## begin STORED ROWS

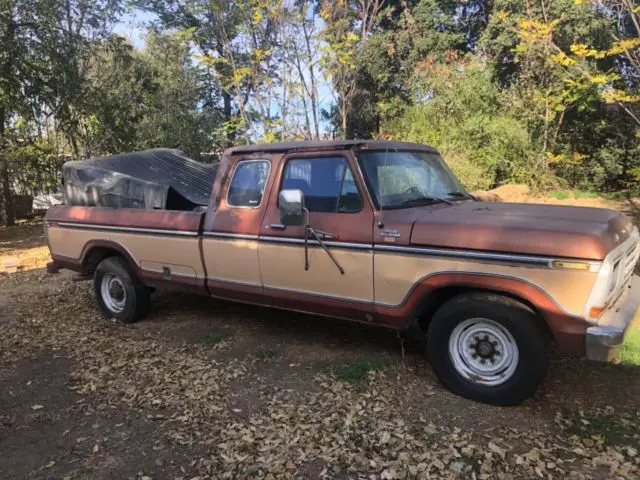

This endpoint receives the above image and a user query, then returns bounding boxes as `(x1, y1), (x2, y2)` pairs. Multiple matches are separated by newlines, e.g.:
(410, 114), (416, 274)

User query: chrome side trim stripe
(56, 222), (198, 237)
(202, 232), (258, 240)
(259, 237), (373, 250)
(374, 245), (600, 268)
(207, 277), (263, 289)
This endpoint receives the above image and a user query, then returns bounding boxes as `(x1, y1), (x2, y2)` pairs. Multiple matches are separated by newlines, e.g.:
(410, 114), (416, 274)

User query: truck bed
(63, 149), (218, 210)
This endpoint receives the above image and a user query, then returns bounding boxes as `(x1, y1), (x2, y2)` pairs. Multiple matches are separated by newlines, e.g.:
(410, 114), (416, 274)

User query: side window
(227, 160), (271, 208)
(338, 168), (362, 212)
(281, 157), (362, 213)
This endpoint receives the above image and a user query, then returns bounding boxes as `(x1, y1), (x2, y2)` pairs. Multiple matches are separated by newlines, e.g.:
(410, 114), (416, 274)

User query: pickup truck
(45, 140), (640, 405)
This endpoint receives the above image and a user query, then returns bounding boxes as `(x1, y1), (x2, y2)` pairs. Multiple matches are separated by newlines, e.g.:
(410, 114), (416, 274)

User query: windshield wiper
(391, 196), (453, 208)
(447, 192), (476, 200)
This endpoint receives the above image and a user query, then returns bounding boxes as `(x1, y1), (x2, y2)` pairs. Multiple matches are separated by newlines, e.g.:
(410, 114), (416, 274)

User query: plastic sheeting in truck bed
(63, 149), (218, 210)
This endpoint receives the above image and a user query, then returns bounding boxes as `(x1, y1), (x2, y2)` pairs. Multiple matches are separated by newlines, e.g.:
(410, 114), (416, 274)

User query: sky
(114, 9), (334, 139)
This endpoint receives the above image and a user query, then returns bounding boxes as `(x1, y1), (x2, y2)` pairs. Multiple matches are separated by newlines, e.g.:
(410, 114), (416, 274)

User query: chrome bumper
(586, 275), (640, 362)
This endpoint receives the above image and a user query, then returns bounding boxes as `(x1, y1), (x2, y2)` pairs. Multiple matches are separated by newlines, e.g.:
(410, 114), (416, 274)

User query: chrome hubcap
(449, 318), (519, 386)
(100, 273), (127, 313)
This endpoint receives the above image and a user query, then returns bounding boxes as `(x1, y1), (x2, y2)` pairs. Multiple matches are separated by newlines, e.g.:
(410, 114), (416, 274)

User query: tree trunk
(340, 96), (347, 140)
(0, 158), (16, 226)
(222, 90), (236, 147)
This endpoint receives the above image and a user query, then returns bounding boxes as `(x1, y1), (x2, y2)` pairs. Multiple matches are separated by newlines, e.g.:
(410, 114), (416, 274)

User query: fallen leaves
(0, 273), (640, 480)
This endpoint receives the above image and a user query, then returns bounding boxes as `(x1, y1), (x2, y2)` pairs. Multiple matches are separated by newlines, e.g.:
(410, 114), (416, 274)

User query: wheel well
(414, 286), (553, 338)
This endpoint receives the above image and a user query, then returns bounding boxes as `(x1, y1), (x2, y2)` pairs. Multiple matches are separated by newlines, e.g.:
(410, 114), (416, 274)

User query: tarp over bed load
(63, 148), (218, 210)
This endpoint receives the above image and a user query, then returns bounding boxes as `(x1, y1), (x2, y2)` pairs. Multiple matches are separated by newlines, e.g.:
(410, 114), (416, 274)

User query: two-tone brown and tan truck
(45, 141), (640, 404)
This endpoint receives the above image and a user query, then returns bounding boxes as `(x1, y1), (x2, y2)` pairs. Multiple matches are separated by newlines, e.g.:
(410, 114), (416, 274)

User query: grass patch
(556, 407), (640, 447)
(573, 189), (600, 198)
(202, 333), (233, 345)
(329, 358), (391, 383)
(549, 190), (569, 200)
(620, 328), (640, 367)
(255, 348), (280, 360)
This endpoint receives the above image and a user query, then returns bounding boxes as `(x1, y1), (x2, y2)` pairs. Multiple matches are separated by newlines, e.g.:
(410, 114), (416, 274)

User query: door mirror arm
(303, 208), (344, 275)
(278, 190), (344, 275)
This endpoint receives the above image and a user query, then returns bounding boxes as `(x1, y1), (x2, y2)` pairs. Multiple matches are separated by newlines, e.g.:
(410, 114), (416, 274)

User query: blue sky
(114, 9), (334, 138)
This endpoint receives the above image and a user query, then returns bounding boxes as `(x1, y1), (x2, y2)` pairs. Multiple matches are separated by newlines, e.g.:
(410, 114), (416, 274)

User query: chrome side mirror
(278, 190), (305, 227)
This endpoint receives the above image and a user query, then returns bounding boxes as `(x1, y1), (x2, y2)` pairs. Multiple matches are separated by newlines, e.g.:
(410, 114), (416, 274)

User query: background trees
(0, 0), (640, 223)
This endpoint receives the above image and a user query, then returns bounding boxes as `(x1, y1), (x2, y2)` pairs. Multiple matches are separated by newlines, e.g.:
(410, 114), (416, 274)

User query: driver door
(259, 152), (374, 321)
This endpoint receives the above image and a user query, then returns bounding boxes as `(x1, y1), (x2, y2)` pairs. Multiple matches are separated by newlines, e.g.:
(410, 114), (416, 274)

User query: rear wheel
(427, 294), (550, 405)
(93, 257), (150, 323)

## end STORED ROWS

PROBLEM TO WORK ON:
Copy the records above line for line, without changing anything, from the first to the last, and leave out the pictures.

RESULT OF THIS EXERCISE:
This endpoint receives the above image and a user query, then returns bounding boxes as `(x1, y1), (x2, y2)` pairs. Multiple matches are separated by newlines, e.g.:
(410, 114), (416, 274)

User query: chrome side trim stripe
(56, 222), (198, 237)
(202, 232), (258, 240)
(259, 237), (373, 250)
(374, 245), (600, 268)
(207, 277), (263, 289)
This endpoint receives the above image and a user query, then returns bounding boxes as `(x1, y1), (x2, y2)` pairs. Multiple matches are separated by newlines, e.g.:
(410, 114), (416, 274)

User query: truck bed
(63, 149), (218, 210)
This endpoint receives the above image and a user query, then returns bounding boxes as `(x1, y1), (x2, y2)` pairs. Multiple matches are separated by newlines, e.g.:
(410, 114), (416, 274)

User query: side window
(227, 160), (271, 208)
(338, 168), (362, 212)
(281, 157), (362, 213)
This endpoint receives the above image and a user query, then returns bounding boxes as `(x1, y1), (x2, y2)` pairs. Multiple matches are separated by newlines, e.g.:
(410, 114), (416, 274)

User query: pickup truck
(45, 140), (640, 405)
This endpoint receives the above image and a user query, then returns bounding boxes as `(x1, y1), (x2, y2)` pairs. Multiple matches are separated by newlines, e.g.:
(410, 114), (416, 274)

User query: windshield wiper
(391, 196), (453, 208)
(447, 192), (476, 200)
This endpoint receives the above image and a user query, then returns bounding boxes as `(x1, y1), (x2, y2)` pairs. Multiple matches are separated by newlines, e.g.:
(410, 114), (416, 274)

User query: plastic sheeting in truck bed
(63, 149), (218, 210)
This endpoint receives the above image and a user query, then returns bounding boxes as `(x1, y1), (x2, y2)` pairs. Multiple matches are separated by newlines, e.g.:
(410, 114), (416, 274)

User query: sky
(114, 9), (334, 139)
This endpoint receives the above image and a user query, then returns bounding boxes as `(x1, y1), (x2, y2)` pairs. Multiple matches are separated by newlines, e.g.:
(410, 114), (416, 274)

User query: chrome bumper
(586, 275), (640, 362)
This endpoint receives the above image and a user query, then returns bounding boxes as `(x1, y1), (x2, y2)` pairs. Multiple matches are separated by newlines, e.g.:
(410, 114), (416, 274)

User query: chrome hubcap
(449, 318), (519, 386)
(100, 273), (127, 313)
This endpoint receives the above image and a user query, then returns bounding boxes as `(x1, y1), (x2, y2)` pairs. Multiple matches are separated by newlines, e.g.:
(410, 114), (416, 274)

User query: tree trunk
(340, 96), (347, 140)
(0, 158), (16, 226)
(222, 90), (236, 147)
This endpoint receives the above image and a user query, then returns bounding boxes as `(x1, y1), (x2, y2)` pairs. Multiple matches are separated by newlines, e.g.:
(410, 114), (416, 274)

User query: fallen leaves
(0, 273), (640, 480)
This endpoint receives the above image and a user query, then returns bounding boxes as `(x1, y1), (x2, y2)` pairs. Multiple matches are separated by newlines, e.g.:
(410, 114), (416, 274)

User query: wheel well
(414, 286), (553, 338)
This endpoint receives the above image and a user query, then returns bounding boxes as `(x1, y1), (x2, y2)` pairs. Multiple matches are separated by newlines, e.g.:
(410, 114), (416, 274)

User query: tarp over bed load
(63, 148), (218, 210)
This endpoint receives the above image and a user query, then returns bounding boxes as `(x1, y1), (x2, y2)` pairs. Multiple matches are separated by newlines, e.g.:
(410, 114), (416, 274)

User query: two-tone brown and tan truck
(45, 141), (640, 404)
This endpoint receives the above image and a user query, then returns bounding boxes as `(x1, y1), (x2, y2)` pairs. Multiple matches are separated by newlines, e.g.:
(410, 114), (416, 274)

User query: grass patch
(556, 407), (640, 447)
(573, 189), (600, 198)
(202, 333), (233, 345)
(329, 358), (391, 383)
(549, 190), (569, 200)
(620, 328), (640, 367)
(255, 348), (280, 360)
This endpoint receives the above image and a user query, then returns bounding boxes as `(x1, y1), (x2, y2)` pairs. Multiple matches are separated by newlines, e.g.:
(410, 114), (416, 274)

User query: door mirror arm
(303, 208), (344, 275)
(278, 190), (344, 275)
This endpoint receives the above image and a user query, then returns bounding boxes as `(x1, y1), (x2, y2)` pairs. Multiple matches are separated by newlines, e.g.:
(410, 114), (416, 274)

User query: blue sky
(114, 9), (334, 138)
This endpoint receives the above image and a user query, then returns bounding boxes as `(x1, y1), (x2, y2)` pairs. Multiple matches are separated by newlines, e.g.:
(410, 114), (416, 274)

User query: chrome side mirror
(278, 190), (305, 227)
This endpoint receives the above image and a user query, then returns bounding boxes as `(x1, y1), (x2, y2)` pairs. Multiple matches are separated by newlines, e.g.:
(410, 114), (416, 274)

User query: background trees
(0, 0), (640, 223)
This endpoint receives the above image and a user query, then returns bounding boxes as `(x1, y1), (x2, y2)` pairs. Multiple matches are separated by newlines, e.g.:
(410, 114), (416, 274)

User query: driver door
(259, 152), (374, 321)
This endpoint receives the above image and a user query, then returns bounding boxes as `(x1, y1), (x2, y2)` pairs. Multiple matches are separated by newlines, e.g.:
(410, 114), (416, 274)

User query: rear wheel
(427, 294), (550, 405)
(93, 257), (150, 323)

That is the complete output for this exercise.